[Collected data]
↓↓↓

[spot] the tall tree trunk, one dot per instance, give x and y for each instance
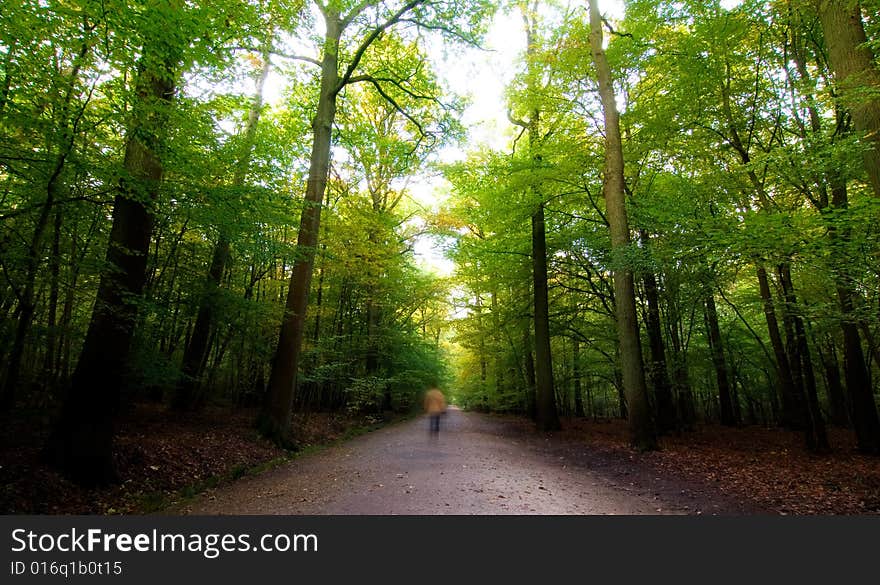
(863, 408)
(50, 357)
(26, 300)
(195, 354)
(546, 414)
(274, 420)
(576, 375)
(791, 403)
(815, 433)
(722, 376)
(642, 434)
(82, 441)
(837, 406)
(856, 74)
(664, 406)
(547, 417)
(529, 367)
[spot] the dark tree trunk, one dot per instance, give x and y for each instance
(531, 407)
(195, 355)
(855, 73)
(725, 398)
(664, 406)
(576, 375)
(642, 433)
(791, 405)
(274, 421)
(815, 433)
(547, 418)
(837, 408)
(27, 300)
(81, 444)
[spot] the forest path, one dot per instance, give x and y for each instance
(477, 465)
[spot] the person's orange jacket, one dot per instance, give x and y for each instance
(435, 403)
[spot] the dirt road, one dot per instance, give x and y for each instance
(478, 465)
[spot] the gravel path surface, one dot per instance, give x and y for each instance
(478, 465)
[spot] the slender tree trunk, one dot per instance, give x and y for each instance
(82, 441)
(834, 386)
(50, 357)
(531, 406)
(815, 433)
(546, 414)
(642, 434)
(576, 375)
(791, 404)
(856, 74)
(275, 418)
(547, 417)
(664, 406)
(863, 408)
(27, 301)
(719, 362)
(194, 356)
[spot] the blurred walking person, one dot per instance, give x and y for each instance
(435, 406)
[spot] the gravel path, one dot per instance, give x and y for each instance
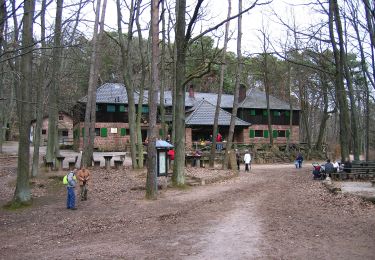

↑↑↑
↓↓↓

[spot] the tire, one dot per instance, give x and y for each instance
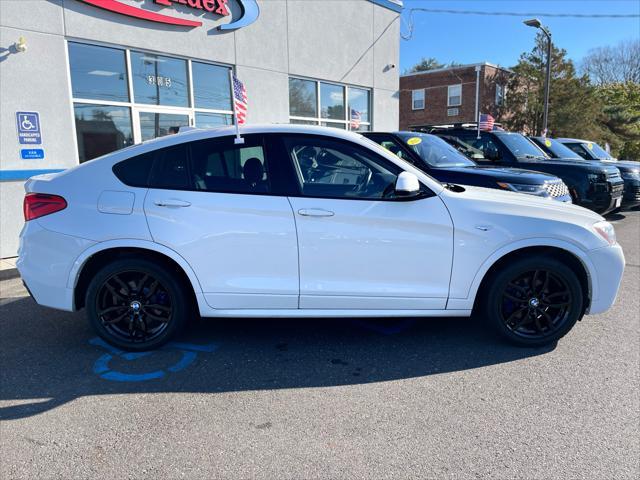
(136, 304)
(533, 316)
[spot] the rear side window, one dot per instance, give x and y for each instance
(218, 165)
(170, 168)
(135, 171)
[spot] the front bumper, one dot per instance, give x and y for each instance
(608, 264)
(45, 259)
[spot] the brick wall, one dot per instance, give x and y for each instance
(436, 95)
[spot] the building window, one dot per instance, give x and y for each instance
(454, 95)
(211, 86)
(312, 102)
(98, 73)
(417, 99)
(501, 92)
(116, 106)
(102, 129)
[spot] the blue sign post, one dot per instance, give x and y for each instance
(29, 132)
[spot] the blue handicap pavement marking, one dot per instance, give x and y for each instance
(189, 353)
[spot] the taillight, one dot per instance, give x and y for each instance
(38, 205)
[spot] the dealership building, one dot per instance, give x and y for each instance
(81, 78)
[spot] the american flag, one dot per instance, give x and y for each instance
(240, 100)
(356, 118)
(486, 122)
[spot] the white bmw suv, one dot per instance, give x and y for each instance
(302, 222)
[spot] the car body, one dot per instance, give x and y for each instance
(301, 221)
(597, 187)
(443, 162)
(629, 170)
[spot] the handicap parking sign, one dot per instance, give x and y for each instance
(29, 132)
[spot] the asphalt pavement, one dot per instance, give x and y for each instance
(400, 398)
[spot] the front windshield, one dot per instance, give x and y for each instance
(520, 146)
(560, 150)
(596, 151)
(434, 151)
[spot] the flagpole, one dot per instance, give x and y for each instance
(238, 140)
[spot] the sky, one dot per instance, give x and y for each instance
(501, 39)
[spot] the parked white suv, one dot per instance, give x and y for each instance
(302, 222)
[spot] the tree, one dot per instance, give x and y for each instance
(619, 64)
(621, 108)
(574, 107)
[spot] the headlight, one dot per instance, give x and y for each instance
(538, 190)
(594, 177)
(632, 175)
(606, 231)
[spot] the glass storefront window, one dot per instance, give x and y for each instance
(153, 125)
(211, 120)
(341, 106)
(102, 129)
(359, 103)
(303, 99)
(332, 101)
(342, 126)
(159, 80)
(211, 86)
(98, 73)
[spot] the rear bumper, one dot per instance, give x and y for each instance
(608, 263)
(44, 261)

↑↑↑
↓↓↓

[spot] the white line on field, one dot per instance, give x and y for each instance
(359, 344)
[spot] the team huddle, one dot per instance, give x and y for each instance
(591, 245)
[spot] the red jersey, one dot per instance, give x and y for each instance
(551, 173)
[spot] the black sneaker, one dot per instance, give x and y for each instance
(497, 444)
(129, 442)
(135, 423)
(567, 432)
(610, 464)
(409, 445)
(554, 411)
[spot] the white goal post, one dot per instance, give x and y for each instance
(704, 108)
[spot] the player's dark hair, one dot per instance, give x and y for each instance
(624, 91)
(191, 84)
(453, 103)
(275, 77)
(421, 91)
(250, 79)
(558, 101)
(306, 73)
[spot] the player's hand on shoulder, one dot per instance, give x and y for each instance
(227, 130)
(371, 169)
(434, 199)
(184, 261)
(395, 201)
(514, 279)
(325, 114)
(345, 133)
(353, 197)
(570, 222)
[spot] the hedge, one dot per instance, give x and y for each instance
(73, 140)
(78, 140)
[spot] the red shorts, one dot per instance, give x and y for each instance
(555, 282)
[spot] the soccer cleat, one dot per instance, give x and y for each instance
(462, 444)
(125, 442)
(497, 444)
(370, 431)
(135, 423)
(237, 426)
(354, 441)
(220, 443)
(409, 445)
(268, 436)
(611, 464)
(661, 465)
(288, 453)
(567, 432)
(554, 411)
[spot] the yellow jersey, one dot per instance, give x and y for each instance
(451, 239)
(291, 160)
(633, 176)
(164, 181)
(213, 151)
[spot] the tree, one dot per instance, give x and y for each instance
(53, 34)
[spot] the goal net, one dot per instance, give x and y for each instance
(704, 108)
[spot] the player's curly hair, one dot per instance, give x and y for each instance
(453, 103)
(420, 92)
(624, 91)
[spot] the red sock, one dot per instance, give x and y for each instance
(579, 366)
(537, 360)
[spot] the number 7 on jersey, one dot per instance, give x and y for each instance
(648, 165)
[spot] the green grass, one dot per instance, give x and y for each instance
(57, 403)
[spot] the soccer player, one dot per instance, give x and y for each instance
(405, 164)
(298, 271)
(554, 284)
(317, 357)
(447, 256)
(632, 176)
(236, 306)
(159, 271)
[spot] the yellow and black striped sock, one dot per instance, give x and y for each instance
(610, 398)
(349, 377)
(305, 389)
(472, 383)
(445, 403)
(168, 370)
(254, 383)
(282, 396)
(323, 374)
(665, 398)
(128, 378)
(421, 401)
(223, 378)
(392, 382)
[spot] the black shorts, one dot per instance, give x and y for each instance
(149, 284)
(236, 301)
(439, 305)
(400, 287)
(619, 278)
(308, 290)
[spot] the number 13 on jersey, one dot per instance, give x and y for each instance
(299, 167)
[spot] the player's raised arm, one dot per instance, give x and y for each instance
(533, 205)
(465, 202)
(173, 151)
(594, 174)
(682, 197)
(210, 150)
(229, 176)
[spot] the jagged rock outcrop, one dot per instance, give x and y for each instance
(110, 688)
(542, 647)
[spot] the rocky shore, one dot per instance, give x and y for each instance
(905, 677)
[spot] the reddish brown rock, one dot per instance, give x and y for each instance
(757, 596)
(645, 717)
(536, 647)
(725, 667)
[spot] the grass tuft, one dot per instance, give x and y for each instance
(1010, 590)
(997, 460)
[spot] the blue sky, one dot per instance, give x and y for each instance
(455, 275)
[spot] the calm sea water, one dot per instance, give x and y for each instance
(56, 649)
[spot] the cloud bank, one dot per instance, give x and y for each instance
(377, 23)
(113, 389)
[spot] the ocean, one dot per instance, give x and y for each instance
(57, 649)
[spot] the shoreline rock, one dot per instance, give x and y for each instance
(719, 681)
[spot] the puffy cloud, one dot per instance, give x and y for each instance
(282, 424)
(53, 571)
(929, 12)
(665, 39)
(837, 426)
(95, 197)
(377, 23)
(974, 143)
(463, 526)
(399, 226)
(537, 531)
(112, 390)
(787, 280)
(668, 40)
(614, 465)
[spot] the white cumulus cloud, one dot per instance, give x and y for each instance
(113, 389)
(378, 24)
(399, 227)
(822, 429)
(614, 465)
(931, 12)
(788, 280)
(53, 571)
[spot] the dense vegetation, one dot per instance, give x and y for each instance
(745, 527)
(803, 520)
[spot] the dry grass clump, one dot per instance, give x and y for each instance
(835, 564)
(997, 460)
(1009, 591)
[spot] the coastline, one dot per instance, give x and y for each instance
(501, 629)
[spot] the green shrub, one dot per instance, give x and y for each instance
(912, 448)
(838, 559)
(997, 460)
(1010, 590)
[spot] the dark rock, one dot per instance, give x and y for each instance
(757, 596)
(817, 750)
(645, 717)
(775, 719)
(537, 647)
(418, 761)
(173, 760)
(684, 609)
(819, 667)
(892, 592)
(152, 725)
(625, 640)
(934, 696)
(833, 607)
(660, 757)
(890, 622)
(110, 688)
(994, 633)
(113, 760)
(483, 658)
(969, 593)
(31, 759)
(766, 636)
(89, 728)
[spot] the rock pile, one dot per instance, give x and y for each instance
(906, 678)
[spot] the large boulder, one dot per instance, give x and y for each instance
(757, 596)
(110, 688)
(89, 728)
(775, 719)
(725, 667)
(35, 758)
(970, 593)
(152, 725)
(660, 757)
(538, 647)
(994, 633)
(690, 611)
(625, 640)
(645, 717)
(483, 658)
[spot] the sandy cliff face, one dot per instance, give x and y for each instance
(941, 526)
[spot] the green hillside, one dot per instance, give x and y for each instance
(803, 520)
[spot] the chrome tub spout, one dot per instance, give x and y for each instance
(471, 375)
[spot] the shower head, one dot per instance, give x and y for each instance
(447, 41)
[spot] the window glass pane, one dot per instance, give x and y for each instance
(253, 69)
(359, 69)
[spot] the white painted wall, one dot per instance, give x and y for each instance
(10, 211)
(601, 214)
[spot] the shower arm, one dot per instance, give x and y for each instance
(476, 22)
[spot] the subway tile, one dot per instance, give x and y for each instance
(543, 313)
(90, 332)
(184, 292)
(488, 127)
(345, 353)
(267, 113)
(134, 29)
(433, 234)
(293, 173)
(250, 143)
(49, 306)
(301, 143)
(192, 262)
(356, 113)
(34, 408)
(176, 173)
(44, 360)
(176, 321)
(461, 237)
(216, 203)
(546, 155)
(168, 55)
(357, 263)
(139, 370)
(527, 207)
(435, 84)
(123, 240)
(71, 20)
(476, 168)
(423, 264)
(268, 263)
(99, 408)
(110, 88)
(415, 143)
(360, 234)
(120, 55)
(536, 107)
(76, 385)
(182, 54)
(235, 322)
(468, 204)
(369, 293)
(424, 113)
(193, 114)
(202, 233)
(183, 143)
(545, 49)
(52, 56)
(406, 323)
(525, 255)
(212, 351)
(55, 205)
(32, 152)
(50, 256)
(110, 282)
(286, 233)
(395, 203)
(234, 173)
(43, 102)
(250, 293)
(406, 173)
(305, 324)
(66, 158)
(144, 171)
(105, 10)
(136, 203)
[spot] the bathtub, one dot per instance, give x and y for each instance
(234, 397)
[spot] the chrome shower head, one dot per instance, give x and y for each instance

↑↑↑

> [WHAT TO DO]
Rewrite every line from the one containing "[spot] the person's" down to the one containing "[spot] the gravel path, one", both ends included, and shift each coordinate value in the answers by -61.

> [COMPLETE OUTPUT]
[spot] the person's orange jacket, one dot per instance, give x and y for each instance
(374, 342)
[spot] the dirt road, one dot per instance, give x and y for each instance
(417, 404)
[spot] the gravel path surface, one dot per instance, give x and y for each instance
(417, 404)
[spot] the slender tree trunk, one dot per instance, give x and y for each instance
(21, 380)
(773, 325)
(-11, 296)
(470, 345)
(754, 372)
(485, 353)
(581, 373)
(515, 314)
(730, 343)
(795, 13)
(214, 357)
(486, 356)
(603, 345)
(802, 347)
(-34, 240)
(658, 301)
(133, 295)
[spot] the blurred walking person, one dot per instance, give x and y for each instance
(374, 345)
[spot] the gravel path, one dot per instance, give x and y for each instance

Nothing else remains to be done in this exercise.